=== SUPPLIED MATERIAL ===
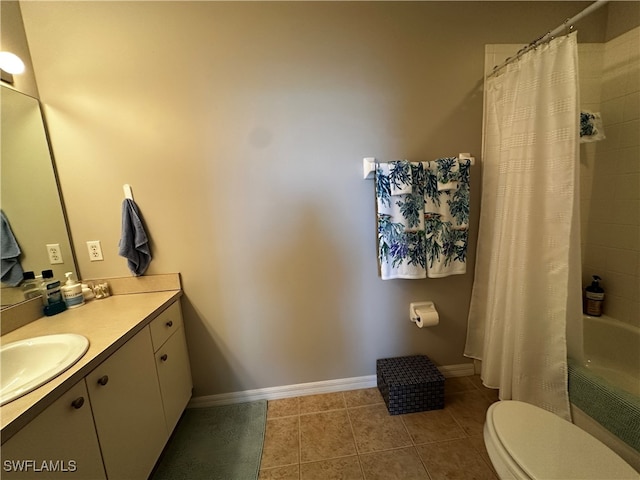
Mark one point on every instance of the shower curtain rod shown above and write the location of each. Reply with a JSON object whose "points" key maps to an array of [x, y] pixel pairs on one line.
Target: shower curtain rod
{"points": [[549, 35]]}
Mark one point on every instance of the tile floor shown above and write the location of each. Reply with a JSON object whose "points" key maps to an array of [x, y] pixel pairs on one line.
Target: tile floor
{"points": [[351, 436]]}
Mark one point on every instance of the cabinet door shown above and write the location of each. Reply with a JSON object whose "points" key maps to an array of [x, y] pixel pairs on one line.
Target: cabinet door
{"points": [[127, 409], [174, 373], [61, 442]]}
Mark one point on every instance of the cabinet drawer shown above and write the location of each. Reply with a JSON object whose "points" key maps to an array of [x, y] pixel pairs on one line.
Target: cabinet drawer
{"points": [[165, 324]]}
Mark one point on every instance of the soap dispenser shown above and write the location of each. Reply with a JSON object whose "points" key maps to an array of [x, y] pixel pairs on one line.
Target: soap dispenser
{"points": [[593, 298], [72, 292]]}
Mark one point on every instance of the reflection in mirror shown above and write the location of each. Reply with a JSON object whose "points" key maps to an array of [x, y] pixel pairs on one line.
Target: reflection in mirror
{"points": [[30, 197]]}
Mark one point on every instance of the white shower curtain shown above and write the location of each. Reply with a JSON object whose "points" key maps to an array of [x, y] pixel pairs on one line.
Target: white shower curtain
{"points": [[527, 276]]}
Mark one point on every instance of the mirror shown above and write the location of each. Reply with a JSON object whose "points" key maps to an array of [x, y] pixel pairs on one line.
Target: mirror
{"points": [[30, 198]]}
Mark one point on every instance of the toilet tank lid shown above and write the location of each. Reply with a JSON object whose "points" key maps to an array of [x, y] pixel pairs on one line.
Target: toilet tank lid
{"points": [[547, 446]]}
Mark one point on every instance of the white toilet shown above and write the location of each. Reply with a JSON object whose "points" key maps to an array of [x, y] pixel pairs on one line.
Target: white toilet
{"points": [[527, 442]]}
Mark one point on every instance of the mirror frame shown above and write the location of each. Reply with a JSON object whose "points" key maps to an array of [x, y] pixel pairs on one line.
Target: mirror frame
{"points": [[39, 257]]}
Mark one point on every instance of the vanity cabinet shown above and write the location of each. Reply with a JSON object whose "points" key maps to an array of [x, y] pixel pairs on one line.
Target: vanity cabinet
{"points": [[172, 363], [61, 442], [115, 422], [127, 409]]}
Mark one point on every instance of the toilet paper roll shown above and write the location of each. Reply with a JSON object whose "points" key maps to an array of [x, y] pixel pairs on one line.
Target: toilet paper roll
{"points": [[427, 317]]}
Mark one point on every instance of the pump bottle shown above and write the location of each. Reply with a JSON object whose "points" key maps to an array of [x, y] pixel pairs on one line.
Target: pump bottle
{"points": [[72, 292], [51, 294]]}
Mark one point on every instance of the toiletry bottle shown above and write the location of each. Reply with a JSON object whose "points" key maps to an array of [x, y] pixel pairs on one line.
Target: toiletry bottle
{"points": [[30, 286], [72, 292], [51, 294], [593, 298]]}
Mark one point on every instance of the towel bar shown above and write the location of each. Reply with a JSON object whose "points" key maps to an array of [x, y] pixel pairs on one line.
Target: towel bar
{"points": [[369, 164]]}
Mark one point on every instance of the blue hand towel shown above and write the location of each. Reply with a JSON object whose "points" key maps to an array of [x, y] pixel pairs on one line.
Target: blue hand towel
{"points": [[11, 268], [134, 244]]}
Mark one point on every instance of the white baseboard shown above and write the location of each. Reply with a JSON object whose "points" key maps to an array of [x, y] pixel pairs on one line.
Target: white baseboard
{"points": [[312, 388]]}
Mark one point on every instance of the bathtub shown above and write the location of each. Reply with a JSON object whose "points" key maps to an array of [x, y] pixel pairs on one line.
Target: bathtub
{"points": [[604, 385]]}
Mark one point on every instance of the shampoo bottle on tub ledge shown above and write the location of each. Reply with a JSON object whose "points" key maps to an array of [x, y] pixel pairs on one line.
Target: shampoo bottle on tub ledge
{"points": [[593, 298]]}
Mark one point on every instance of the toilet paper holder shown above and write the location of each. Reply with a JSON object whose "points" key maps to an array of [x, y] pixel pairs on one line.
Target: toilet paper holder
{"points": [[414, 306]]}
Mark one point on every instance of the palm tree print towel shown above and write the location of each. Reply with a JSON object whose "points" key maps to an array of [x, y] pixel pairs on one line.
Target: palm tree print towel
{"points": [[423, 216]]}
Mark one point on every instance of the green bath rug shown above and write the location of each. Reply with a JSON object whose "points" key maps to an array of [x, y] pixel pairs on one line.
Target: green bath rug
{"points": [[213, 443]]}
===
- [THE TASK]: Take the line with "Mark one point on every instance of the towel" and all lines after it to the last line, and reproduce them exactly.

- [EXPECTED ANSWER]:
Mark one point on every instance of the towel bar shown above and write the location of each. Reply with a JSON object whose "points" key maps to an array of [x, y] pixel pairs on one line.
Target: towel bar
{"points": [[369, 164]]}
Mark one point on every instance of the blue hand towel shown above and write the location of each. Reply with a JSON object whose "points" key maps to an array of [x, y] pixel pairs on one line.
Target: blue hand towel
{"points": [[11, 268], [134, 244]]}
Mark one point on every instance of the white baseboard shown above and write the location of each. Reply with a JSON object whose "points" key maps to an array of [x, y] pixel pairs on one line.
Target: white baseboard
{"points": [[312, 388]]}
Mark one point on every instance of the bathtub shown above and write the location of each. Reply with a JSON object whose "points" key maps to an array of [x, y] pixel pairs on one line.
Target: bathtub
{"points": [[604, 385]]}
Mark one point on every instance of the shampoo bottle on tub ledge shown above and write the location of each. Reply with a JSON object whose "points" key maps to an array of [x, y] pixel pairs on one line.
Target: shampoo bottle on tub ledge
{"points": [[593, 298]]}
Mark one point on every instance of the toilet paper holder shown above and write the location of each. Reply with a JSON object whose "points" key maps to an array of [x, y] pixel pairs on one line.
Target: toilet paper holder
{"points": [[414, 306]]}
Mark one point on every instance of the palm tree print towel shown above and write the location of each. Reply with a JSON object whose "points" key maps to an array of [x, y] pixel pairs on one line.
Target: palm tree print towel
{"points": [[423, 216]]}
Mark one point on every instance of the green bath rug shown above and write the location of each. Reply with a JSON object whose "points" key maps to an array of [x, y] pixel pairs on one line.
Target: green bath rug
{"points": [[213, 443]]}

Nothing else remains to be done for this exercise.